Location identification entries
______________________________

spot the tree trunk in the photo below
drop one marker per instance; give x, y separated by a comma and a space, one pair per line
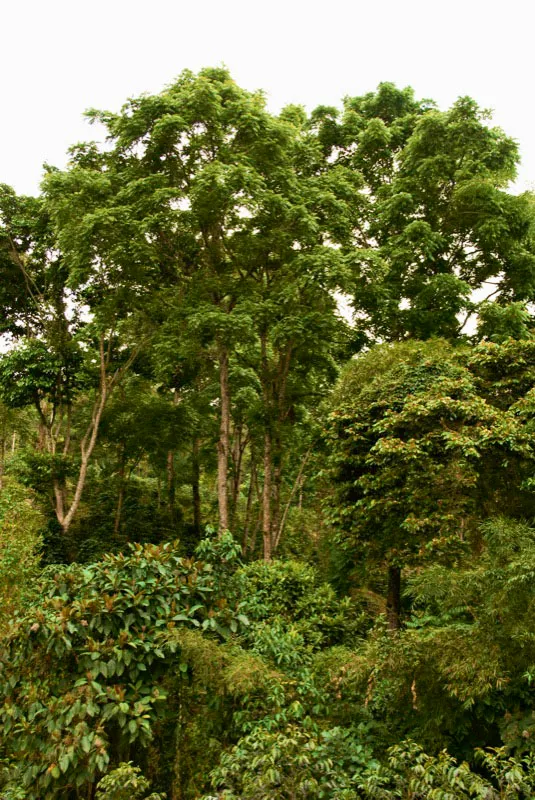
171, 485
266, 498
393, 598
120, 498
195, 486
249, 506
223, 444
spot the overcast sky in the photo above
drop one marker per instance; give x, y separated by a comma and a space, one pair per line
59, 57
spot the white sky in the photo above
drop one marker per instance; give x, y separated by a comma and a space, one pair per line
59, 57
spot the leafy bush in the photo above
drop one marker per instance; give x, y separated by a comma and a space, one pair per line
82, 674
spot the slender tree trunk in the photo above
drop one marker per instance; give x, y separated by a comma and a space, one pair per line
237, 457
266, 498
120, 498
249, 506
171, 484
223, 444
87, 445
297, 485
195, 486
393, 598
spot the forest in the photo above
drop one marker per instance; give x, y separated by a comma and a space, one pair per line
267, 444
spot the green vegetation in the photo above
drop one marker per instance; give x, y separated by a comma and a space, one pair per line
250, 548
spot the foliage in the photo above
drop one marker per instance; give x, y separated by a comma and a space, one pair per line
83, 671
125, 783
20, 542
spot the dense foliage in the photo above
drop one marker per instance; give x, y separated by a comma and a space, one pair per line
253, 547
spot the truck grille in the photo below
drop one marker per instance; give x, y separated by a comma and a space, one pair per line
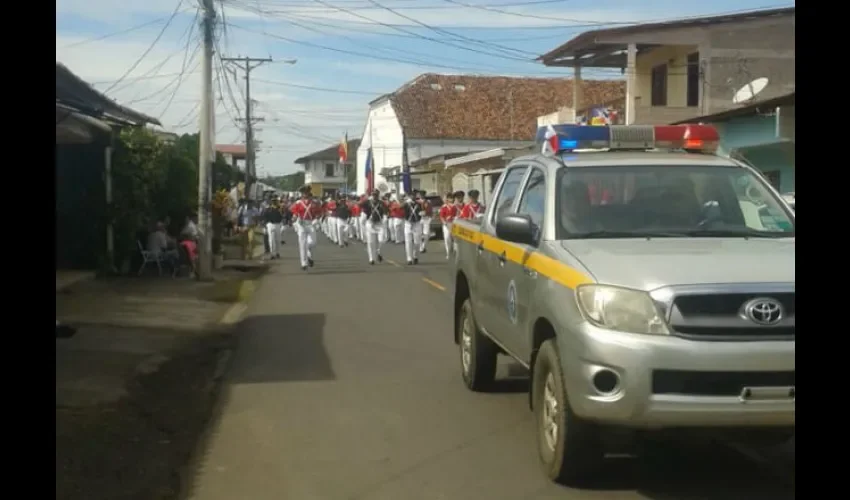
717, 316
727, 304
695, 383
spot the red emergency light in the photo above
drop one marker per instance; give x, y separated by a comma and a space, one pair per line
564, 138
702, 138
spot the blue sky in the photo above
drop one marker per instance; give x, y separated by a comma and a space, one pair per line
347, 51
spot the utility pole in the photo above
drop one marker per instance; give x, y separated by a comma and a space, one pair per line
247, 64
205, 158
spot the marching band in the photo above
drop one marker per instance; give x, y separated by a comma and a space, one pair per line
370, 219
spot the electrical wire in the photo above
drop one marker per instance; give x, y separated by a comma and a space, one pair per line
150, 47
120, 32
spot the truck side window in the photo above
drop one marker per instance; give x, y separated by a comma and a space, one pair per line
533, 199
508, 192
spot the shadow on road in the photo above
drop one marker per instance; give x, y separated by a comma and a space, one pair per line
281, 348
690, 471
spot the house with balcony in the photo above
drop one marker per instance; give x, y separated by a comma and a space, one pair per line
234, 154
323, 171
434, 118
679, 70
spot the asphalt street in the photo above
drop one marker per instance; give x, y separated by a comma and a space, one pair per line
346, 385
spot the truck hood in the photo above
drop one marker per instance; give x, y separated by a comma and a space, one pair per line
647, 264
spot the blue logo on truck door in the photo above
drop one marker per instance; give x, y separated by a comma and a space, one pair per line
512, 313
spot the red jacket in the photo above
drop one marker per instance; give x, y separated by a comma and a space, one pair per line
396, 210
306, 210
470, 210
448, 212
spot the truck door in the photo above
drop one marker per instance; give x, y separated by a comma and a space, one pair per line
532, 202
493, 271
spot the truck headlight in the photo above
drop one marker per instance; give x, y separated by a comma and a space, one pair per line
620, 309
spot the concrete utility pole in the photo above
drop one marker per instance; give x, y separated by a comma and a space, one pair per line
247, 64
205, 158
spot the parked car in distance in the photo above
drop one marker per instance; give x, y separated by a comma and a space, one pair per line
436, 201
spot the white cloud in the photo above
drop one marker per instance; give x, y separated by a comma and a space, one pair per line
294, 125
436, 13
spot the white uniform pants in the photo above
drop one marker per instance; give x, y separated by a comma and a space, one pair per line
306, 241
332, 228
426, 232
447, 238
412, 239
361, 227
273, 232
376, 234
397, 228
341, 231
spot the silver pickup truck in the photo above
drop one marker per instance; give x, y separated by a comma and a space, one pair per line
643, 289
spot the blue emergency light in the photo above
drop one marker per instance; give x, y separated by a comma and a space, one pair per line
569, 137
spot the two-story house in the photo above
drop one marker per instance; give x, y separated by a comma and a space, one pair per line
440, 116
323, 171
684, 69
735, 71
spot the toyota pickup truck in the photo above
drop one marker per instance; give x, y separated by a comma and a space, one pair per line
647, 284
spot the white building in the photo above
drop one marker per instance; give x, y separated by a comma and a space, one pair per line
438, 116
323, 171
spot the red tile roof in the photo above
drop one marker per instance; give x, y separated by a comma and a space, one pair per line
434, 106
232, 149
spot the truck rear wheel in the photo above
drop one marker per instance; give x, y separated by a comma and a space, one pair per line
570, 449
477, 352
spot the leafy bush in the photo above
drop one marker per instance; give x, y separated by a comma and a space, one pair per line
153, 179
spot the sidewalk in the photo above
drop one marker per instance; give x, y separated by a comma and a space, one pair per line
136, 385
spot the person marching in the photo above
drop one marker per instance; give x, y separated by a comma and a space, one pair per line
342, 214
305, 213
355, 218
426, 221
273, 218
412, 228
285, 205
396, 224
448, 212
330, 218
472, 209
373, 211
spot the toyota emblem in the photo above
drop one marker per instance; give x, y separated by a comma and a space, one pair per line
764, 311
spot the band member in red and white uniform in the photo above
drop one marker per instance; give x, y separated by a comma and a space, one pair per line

______________________________

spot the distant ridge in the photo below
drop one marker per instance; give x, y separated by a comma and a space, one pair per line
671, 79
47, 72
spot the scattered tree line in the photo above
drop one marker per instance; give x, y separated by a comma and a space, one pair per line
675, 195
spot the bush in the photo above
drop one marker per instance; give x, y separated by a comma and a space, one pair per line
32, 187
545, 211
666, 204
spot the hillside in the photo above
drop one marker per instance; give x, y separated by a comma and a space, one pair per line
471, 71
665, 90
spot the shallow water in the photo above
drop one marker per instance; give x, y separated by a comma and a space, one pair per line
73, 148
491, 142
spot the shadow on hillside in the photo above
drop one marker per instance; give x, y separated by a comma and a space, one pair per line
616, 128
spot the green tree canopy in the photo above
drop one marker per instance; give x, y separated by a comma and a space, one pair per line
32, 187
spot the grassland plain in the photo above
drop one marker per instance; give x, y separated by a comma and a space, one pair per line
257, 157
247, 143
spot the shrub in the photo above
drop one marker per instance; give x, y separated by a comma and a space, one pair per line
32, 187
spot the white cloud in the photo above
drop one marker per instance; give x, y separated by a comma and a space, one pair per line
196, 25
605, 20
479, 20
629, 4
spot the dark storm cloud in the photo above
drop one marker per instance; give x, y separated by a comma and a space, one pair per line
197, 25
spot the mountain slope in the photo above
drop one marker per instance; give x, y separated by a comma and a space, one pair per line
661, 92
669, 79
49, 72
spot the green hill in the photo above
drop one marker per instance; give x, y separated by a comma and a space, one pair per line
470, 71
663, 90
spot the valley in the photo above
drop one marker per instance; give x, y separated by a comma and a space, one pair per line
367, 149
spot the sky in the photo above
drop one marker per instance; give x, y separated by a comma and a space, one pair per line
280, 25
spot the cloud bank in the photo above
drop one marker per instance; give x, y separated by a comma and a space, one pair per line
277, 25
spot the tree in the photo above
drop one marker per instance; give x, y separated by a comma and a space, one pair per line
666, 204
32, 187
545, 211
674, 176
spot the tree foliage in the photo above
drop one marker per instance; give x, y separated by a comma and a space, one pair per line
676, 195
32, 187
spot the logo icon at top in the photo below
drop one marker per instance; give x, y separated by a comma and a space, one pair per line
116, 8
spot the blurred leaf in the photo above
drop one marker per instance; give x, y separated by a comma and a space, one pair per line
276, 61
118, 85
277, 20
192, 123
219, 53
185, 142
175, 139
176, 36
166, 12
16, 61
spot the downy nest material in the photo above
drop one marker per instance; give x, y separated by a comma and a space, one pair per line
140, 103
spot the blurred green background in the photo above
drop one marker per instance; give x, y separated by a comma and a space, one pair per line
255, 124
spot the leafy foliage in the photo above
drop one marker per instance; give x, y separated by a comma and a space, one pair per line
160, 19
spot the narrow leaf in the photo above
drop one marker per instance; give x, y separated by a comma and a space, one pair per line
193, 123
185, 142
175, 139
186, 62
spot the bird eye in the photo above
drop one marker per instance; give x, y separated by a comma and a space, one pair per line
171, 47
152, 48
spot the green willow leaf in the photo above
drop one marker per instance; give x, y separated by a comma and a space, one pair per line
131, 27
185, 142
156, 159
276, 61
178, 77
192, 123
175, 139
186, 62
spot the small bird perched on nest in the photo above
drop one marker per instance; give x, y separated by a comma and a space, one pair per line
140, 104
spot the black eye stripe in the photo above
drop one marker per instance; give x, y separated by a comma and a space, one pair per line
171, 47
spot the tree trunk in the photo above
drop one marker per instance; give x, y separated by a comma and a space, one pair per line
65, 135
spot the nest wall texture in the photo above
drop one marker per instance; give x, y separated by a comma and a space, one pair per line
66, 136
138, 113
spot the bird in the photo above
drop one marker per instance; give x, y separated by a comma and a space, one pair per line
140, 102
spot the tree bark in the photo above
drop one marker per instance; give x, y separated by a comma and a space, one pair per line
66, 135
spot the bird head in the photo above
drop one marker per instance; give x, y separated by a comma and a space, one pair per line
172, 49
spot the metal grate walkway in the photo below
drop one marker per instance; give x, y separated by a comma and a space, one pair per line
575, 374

______________________________

▶ _AIM OF THE TASK_
Find each line in the entries above that contains the string "white" and copy those lines as they appear. Case counts.

▶ _EXERCISE ANSWER_
spot the white sky in the photo above
spot the white cloud in the photo above
spot the white uniform pants in the photo above
spot the white building in the photo above
spot the band member in red and white uniform in the photo above
spot the white cloud in the photo above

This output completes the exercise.